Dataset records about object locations
************

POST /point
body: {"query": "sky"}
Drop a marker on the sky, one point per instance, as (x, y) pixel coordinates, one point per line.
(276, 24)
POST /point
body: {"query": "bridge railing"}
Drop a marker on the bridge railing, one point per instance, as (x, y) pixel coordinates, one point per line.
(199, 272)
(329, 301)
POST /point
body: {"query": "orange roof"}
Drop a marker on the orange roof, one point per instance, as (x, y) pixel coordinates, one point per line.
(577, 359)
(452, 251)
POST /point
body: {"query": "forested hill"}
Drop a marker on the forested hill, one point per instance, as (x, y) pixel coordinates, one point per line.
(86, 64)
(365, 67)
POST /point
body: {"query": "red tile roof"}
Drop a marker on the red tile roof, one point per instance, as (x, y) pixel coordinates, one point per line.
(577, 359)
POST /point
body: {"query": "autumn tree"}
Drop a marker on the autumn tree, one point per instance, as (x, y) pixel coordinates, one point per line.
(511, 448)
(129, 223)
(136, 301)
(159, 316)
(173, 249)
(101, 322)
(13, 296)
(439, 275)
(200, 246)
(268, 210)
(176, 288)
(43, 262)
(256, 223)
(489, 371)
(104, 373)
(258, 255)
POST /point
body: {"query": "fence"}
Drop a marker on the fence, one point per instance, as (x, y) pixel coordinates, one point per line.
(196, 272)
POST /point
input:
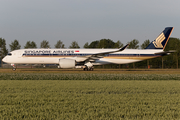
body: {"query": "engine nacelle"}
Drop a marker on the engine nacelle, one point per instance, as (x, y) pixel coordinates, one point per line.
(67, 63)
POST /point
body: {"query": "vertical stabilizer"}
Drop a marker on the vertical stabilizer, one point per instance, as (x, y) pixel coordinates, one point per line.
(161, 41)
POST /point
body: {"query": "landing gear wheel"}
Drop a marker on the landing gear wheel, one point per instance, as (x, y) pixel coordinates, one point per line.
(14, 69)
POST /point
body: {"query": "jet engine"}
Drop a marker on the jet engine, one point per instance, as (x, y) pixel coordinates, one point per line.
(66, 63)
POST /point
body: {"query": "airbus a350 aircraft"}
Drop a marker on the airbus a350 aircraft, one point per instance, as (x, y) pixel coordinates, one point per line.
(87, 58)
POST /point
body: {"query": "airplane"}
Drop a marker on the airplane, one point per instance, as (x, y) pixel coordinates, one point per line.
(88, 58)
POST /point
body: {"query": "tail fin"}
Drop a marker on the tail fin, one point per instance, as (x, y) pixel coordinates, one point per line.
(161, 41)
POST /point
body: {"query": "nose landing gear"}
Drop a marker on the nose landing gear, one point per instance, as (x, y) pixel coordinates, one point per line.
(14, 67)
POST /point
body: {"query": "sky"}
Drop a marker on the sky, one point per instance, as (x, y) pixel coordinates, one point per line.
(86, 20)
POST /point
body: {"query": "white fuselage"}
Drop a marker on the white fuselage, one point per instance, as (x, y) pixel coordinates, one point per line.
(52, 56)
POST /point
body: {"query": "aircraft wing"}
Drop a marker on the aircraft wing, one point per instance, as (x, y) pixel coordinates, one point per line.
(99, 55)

************

Pictures stay out; reproduce every line of the records exactly.

> Output of the task:
POST /point
body: {"query": "sky"}
Drop a marker on the sky, one point per instance, as (x, y) pixel coordinates, one point per line.
(276, 24)
POST /point
body: {"query": "bridge railing"}
Drop a marker on the bridge railing, one point per instance, as (x, y) pixel coordinates, one point per line.
(199, 272)
(329, 301)
POST /point
body: {"query": "orange roof"}
Drop a marker on the orange roof, one point per instance, as (x, y) pixel coordinates, one point per line.
(577, 359)
(452, 251)
POST /point
body: {"query": "forested hill"}
Drop a marker on the forested hill, one point per instance, as (x, y) pixel coordinates, one point per line.
(86, 64)
(365, 67)
POST /point
body: {"query": "red tile roof"}
Drop a marker on the red tile roof, one point per instance, as (x, y) pixel coordinates, one point per line.
(577, 359)
POST /point
body: {"query": "autumn tree"}
Drop a marker on the autumn tree, one point per instance, as (x, y) pixel coordinates, one point per line.
(511, 448)
(129, 223)
(136, 301)
(159, 316)
(173, 249)
(101, 322)
(13, 296)
(439, 275)
(200, 246)
(268, 210)
(176, 288)
(43, 262)
(256, 223)
(489, 371)
(104, 373)
(258, 255)
POST /point
body: {"query": "fence"}
Drop a marker on the fence, one point per instance, as (x, y) pixel coordinates, one point per line.
(196, 272)
POST /point
input:
body: {"query": "engine nacelle"}
Drop a marker on the engine nacelle, one point per instance, as (x, y) pixel coordinates, one point per line.
(67, 63)
POST /point
body: {"query": "vertical stabilizer"}
Drop a marker on the vertical stabilizer, one point per instance, as (x, y) pixel coordinates, one point per line.
(161, 41)
POST /point
body: {"query": "landing gear wheel"}
Drop a marker on the landing gear wheel, one point per instance, as (x, y) pixel coordinates, one point per line.
(14, 69)
POST /point
body: {"query": "jet engine"}
Drop a marker on the jet engine, one point per instance, as (x, y) pixel coordinates, one point per line.
(66, 63)
POST /point
body: {"query": "airbus a350 aircraft"}
Drop a marker on the airbus a350 aircraft, one point per instance, as (x, y) pixel coordinates, one point per line.
(87, 58)
POST /point
body: {"query": "airplane"}
Drop a marker on the airplane, one point per instance, as (x, y) pixel coordinates, one point per line.
(88, 58)
POST /point
body: {"query": "tail fin"}
Drop a marker on the tail fin, one point per instance, as (x, y) pixel coordinates, one point per line.
(161, 41)
POST /point
body: {"query": "nose landing gear"}
Drop a marker on the nose landing gear, one point per instance, as (x, y) pixel coordinates, one point per line.
(14, 67)
POST /point
body: {"query": "sky"}
Drop a marker on the sky, one point per instance, as (x, y) pixel coordinates, one point per line.
(86, 20)
POST /point
body: {"query": "white fuselage"}
Drop a marker on the white fuselage, one point per instance, as (x, y) pixel coordinates, one point per line.
(52, 56)
POST /point
body: {"query": "aircraft wing"}
Drop a marker on the aircraft wing, one point per instance, as (x, y) pixel coordinates, one point per line.
(99, 55)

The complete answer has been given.